### Page excerpt ###

Hacker News new | ask | show | jobs
by sunrunner 400 days ago
Do the comparisons to PhD-level as a marker for some quantity of how 'smart' a system (by which I mean the current colloquial usage of 'AI') really make sense?

I thought a PhD was ultimately a representation of a body of work that a likely-smart person produced in order to a) learn the state of the art in a narrow domain, b) practice research methodology, c) hopefully push the boundary of human knowledge in that area. Which is not to say that PhD candidates and holders are not 'smart', just that PhD represented the work and not just the person after an IQ test.

Or is the comparison valid and the goal is for AI (again, current colloquial usage) to be able to push the boundaries of human knowledge? Or perhaps it would be human-machine-knowledge at that point?

1 comments

The comparisons between AI systems and "PhD-level" intelligence don't really make sense as a meaningful benchmark, and I agree with your assessment of what a PhD actually represents.

A PhD isn't simply a marker of raw intelligence or knowledge retention, it represents years of specialised training, critical thinking development, original research, and the creation of new knowledge. The process involves learning to identify meaningful questions, design appropriate methodologies, interpret results with nuance, and contribute novel insights to a field.

I've been thinking about this from another angle though: what if we considered "PhD-level" more narrowly in terms of context window capacity? Since an average PhD dissertation is around 70K words (translates to roughly 90-100K tokens in most LLM tokenization schemes), perhaps one benchmark could be whether an AI system can maintain the equivalent context. By this definition, several current models would technically qualify:

- Claude 3.5 Sonnet: 200K tokens - GPT-4o: 128K tokens - Claude 3 Opus: 200K tokens - Anthropic's experimental systems: ~1M tokens - Google Gemini Ultra: 1M tokens

But this framing has significant limitations. Context window is just raw capacity, like saying a hard drive with enough storage for a dissertation is "PhD-level." The ability to simply retain 70,000 words of context doesn't mean a system can identify significant gaps in existing knowledge, formulate original research questions, or synthesize new insights that advance human understanding.

Current AI systems, regardless of context window size, don't truly "understand" information the way humans do. They recognise patterns in data and generate outputs based on statistical relationships, but lack the deeper conceptual understanding, intentionality, and the other characteristics of human intelligence.

A more meaningful comparison might focus on specific capabilities rather than vague intelligence comparisons or simple context metrics. The goal shouldn't be simply to declare AI systems as "PhD-level smart" but to develop tools that complement human intelligence and extend our collective problem-solving capabilities.

### Dataset extract ###

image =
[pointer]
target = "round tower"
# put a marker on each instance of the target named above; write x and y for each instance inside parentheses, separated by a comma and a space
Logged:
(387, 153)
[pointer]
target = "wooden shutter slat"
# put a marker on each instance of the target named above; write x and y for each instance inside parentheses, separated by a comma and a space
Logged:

###

**What is required:**
Copy the part of the thread that starts with the words containing "The comparisons between" and ends with "to a field.", swapping in "information" for every "knowledge". Work only from the thread.

**Solution to this task:**
The comparisons between AI systems and "PhD-level" intelligence don't really make sense as a meaningful benchmark, and I agree with your assessment of what a PhD actually represents.

A PhD isn't simply a marker of raw intelligence or information retention, it represents years of specialised training, critical thinking development, original research, and the creation of new information. The process involves learning to identify meaningful questions, design appropriate methodologies, interpret results with nuance, and contribute novel insights to a field.